▸ Excerpt to read
----------

Newsgroups: comp.parallel.mpi
From: Jaideep Ray <jaray@nubis.rutgers.edu>
Subject: Re: Help needed to run MPICH on a cluster of SGI workstations
Organization: Rutgers Univ.
Date: 17 Mar 1996 04:37:40 GMT
Mime-Version: 1.0
Content-Type: text/plain; charset=us-ascii
Content-Transfer-Encoding: 7bit
Message-ID: <4ig4uk$sq3@dziuxsolim.rutgers.edu>

ZJ <zjw@cfdrc.com> wrote:
>Hi, there
>
>I have a cluster of SGI workstations and had no problems in configuring every  machine.
>I ran cpi successfully on each machine with several processes.  However, I could not run
>a program with different machines.  I successfully set up the .rhosts file so that I can
>use rsh to login in the workstations in the cluster.
>
>When I run tstmachines, I got
>
>
>Errors while trying to run ls /usr/people/p4815/mpich/bin/machines/foo
>Unexpected response from glasgow.cfdrc.com:
>--> UX:ls: ERROR: Cannot access /usr/people/p4815/mpich/bin/machines/foo: No such file
>or directory
>Unexpected response from glasgow.cfdrc.com:
>--> UX:ls: ERROR: Cannot access /usr/people/p4815/mpich/bin/machines/foo: No such file
>or directory
> 
>2 errors were encountered while testing the machines list for sgi
>Only these machines seem to be available
>    china.cfdrc.com
>    china.cfdrc.com
>    china.cfdrc.com
>

	Looks strange.

----------

▸ Entries supplied
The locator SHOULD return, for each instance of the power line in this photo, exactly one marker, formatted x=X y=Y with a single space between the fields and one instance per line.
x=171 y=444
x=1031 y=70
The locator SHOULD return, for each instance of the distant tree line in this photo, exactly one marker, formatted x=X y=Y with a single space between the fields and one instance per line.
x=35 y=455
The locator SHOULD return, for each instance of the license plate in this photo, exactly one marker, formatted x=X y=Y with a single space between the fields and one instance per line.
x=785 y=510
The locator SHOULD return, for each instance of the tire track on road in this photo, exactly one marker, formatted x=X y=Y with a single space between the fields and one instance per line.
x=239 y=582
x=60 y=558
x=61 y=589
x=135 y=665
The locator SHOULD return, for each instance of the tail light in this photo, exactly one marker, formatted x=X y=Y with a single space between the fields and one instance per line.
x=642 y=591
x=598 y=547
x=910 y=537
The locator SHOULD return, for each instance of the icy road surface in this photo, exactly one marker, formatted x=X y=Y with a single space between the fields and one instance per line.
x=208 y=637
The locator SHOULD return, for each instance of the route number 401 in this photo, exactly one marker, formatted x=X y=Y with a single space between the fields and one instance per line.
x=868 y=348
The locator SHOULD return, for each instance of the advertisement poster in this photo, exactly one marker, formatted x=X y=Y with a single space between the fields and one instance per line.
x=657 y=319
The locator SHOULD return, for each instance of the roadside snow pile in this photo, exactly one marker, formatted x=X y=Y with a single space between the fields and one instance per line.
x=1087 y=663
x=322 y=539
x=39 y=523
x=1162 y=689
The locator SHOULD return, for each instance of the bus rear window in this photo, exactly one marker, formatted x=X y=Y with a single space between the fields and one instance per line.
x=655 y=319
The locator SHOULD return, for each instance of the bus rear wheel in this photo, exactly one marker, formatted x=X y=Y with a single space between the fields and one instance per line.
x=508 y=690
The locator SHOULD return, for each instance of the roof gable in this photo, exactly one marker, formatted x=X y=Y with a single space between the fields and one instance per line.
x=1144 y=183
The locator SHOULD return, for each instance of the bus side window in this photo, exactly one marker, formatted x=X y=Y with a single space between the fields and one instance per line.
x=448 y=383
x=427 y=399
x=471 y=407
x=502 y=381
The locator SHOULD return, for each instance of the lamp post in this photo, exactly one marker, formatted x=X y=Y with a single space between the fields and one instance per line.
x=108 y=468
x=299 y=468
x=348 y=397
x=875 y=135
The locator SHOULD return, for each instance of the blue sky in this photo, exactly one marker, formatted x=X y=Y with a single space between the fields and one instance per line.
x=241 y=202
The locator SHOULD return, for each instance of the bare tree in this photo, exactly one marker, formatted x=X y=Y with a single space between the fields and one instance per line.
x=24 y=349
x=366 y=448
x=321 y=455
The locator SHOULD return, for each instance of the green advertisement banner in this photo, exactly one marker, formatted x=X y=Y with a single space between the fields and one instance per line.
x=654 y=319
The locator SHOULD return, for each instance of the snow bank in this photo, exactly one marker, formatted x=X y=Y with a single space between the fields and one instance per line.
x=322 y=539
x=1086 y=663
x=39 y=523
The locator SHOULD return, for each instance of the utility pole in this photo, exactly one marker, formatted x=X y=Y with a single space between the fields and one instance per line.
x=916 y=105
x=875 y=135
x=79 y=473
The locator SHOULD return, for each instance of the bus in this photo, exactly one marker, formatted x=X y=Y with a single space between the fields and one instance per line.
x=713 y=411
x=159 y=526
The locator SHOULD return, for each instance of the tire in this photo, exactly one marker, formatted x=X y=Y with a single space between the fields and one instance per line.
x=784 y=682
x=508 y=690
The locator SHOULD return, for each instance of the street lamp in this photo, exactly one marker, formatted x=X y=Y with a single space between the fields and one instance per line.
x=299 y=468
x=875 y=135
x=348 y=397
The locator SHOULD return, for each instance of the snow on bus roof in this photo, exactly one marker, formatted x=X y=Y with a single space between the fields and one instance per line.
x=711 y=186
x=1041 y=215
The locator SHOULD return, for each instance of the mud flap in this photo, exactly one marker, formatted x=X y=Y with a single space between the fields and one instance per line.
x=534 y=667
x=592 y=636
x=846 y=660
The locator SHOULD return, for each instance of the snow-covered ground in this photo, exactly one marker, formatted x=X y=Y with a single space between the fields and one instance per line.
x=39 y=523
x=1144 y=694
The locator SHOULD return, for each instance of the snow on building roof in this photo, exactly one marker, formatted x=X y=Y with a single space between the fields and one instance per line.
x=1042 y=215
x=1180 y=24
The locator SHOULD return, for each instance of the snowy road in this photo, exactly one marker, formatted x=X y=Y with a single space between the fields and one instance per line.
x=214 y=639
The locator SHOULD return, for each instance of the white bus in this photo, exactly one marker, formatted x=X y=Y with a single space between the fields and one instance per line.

----------

▸ Exercise instructions
Reproduce the passage of the MPICH newsgroup post above from "Date: 17 Mar" up to and including "in the cluster.".

▸ Correct result
Date: 17 Mar 1996 04:37:40 GMT
Mime-Version: 1.0
Content-Type: text/plain; charset=us-ascii
Content-Transfer-Encoding: 7bit
Message-ID: <4ig4uk$sq3@dziuxsolim.rutgers.edu>

ZJ <zjw@cfdrc.com> wrote:
>Hi, there
>
>I have a cluster of SGI workstations and had no problems in configuring every  machine.
>I ran cpi successfully on each machine with several processes.  However, I could not run
>a program with different machines.  I successfully set up the .rhosts file so that I can
>use rsh to login in the workstations in the cluster.